Image object location items:
⁂

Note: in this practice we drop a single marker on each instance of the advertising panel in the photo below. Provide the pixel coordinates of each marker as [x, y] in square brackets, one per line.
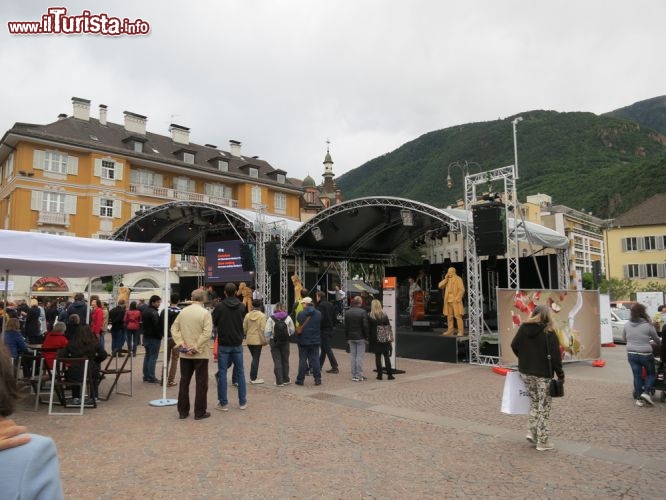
[224, 264]
[576, 320]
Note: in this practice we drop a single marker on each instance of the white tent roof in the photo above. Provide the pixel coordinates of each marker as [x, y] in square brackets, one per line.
[529, 231]
[30, 254]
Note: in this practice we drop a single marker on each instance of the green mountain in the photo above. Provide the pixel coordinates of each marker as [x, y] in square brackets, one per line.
[602, 164]
[649, 113]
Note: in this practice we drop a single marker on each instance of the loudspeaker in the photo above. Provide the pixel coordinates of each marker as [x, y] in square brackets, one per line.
[489, 229]
[596, 273]
[272, 258]
[247, 257]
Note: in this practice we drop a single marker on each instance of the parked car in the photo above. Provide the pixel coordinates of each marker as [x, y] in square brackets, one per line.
[622, 304]
[619, 317]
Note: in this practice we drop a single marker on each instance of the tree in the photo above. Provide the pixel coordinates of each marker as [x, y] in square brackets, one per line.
[653, 286]
[588, 281]
[618, 289]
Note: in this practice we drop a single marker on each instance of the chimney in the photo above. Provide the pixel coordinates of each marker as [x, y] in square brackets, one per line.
[81, 108]
[102, 114]
[234, 148]
[179, 134]
[135, 123]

⁂

Set problem: Replace "marker" with "pin" everywhere in these items and leave everything else as it is. Omit the pictures from your answer.

Expected answer:
Note: in this practice we drop a single pin on each instance of the advertising panel in the photo below. Provide the pixel coordinates of each pin as [x, y] in square brackets, one per line.
[224, 264]
[576, 320]
Note: in this practice we drop a single pin on each instance of the white tent roof in the photo above. Provide the pixel coordinates of each pin as [x, y] in square brackets, one per line.
[529, 231]
[30, 254]
Note: in this practice we drop a single pin on each instance of the green mountain in the photo above. Provide the pixel coordinates of each pin as [x, y] in square brackets, one per line.
[602, 164]
[649, 113]
Note: in this practice we drop a single pin on each instance of the loudspeaker in the photo above. Provide the pixel coordinates of each pin as [x, y] in square brackets, one per line.
[489, 229]
[596, 273]
[272, 258]
[247, 257]
Note: in this practice we drop a single pin on each instance of the parked car in the photo above. Provide the pixel coordinates of each pin as [x, y] in square brackets, one per line.
[622, 304]
[619, 317]
Note: in this practice we drop a single pin on each instance of the tree in the photo above. Provide the pixel coordinates of each pin as [x, y] in square brackets, one per line.
[653, 286]
[588, 281]
[618, 289]
Note: in this practice we drop a single pin on each instance of the chimney in the photo above. Provide the pixel coordinates of each pin as [x, y] in square brackets, one per line.
[81, 108]
[102, 114]
[234, 148]
[179, 134]
[135, 123]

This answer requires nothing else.